## AUFGABEN UND ÜBUNGEN
A) Fasse den Text über die ARD-Generalsekretärin in zwei Sätzen zusammen.
B) Nenne alle Personen, die laut dem Text über die ARD-Generalsekretärin während ihrer Amtszeit einem Intendanten im Amt nachfolgten.
══ VORLIEGENDER TEXT ══
Spitzenstreit bei der ARD: Generalsekretärin verklagt Intendanten wegen Mobbings

Zum 1. Juli 2006 wurde Verena Wiedemann die Generalsekretärin der ARD. Sie kam aus Brüssel. Dort war sie 13 lange Jahre Leiterin des ARD-Verbindungsbüros, das sie selbst aufgebaut hatte – also die Lobbyistin der ARD. Ein Jahr zuvor hatten die Ministerpräsidenten die Rundfunkgebühr nicht so erhöht, wie es die Kommission zur Ermittlung der Finanzen vorgeschlagen hatte. Damals glaubten die Intendanten offensichtlich, dass sie auch in Deutschland eine Lobbyistin brauchten. Sie sei verantwortlich für die strategische Positionierung der ARD, die Interessenvertretung nach außen und die Öffentlichkeitsarbeit, heißt es auf ard.de/intern „Die Generalsekretärin ist zugleich stellvertretende Vorsitzende der ARD-Strategiegruppe. Sie hat ein Zutritts- und Mitwirkungsrecht in allen Kommissionen und Arbeitsgruppen, auch bei den Tochterunternehmen, in der Fernsehprogrammkonferenz und den ARD-politisch relevanten Gremien, soweit sie dies für erforderlich hält.“

 

Wie hieß es am 5. April 2006 bei der ARD? „Der Vorsitzende der ARD, Dr. Thomas Gruber, zeigte sich hoch zufrieden über diesen „wichtigen Schritt in die Zukunft der ARD“. Bei einem unabhängigen Verbund öffentlich-rechtlicher Anstalten, „von dessen Föderalismus das Fernseh- und Radiopublikum profitiert, dessen Organisation aber schwierig ist“, sei die Einrichtung einer zentralen, längerfristigen Stimme gegenüber der Öffentlichkeit und der zunehmenden Konkurrenz zwingend geworden. In Verena Wiedemann, so Gruber, habe man eine „hochintelligente und brillante“ Verfechterin des gesellschaftlich verantwortungsvollen, frei empfangbaren Rundfunks gefunden.“

Sie war eine „Generalin ohne Soldaten“, wie das Handelsblatt titelte. Ihre Amtszeit begann am 1. Juli 2006 und war erst einmal auf fünf Jahre befristet. In dieser Zeit wechselten bei einigen Sendern die Intendanten: Monika Piel folgte Fritz Pleitgen (1.4.2007; WDR), Peter Boudgoust beerbte Peter Voß (1.5.2007; SWR), Lutz Marmor führt nun statt Jobst Plog (13.1.2008; NDR), Jan Metzger folgte Heinz Glässgen (1.9.2009) und Ulrich Wilhelm übernahm von Thomas Gruber (1.2.2011; Bayrischer Rundfunk).
═══
══ BEREITGESTELLTE DATEN ══
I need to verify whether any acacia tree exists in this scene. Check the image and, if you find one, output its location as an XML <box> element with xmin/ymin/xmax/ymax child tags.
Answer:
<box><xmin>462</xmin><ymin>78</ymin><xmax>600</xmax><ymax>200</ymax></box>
═══
## ANTWORTEN JE AUFGABE
A) Verena Wiedemann, die zuvor 13 Jahre das von ihr selbst aufgebaute ARD-Verbindungsbüro in Brüssel geleitet hatte, wurde zum 1. Juli 2006 Generalsekretärin der ARD und war für die strategische Positionierung, die Interessenvertretung nach außen und die Öffentlichkeitsarbeit verantwortlich. Ihre zunächst auf fünf Jahre befristete Amtszeit fiel in eine Zeit, in der bei einigen Sendern die Intendanten wechselten.

B) Monika Piel, Peter Boudgoust, Lutz Marmor, Jan Metzger, Ulrich Wilhelm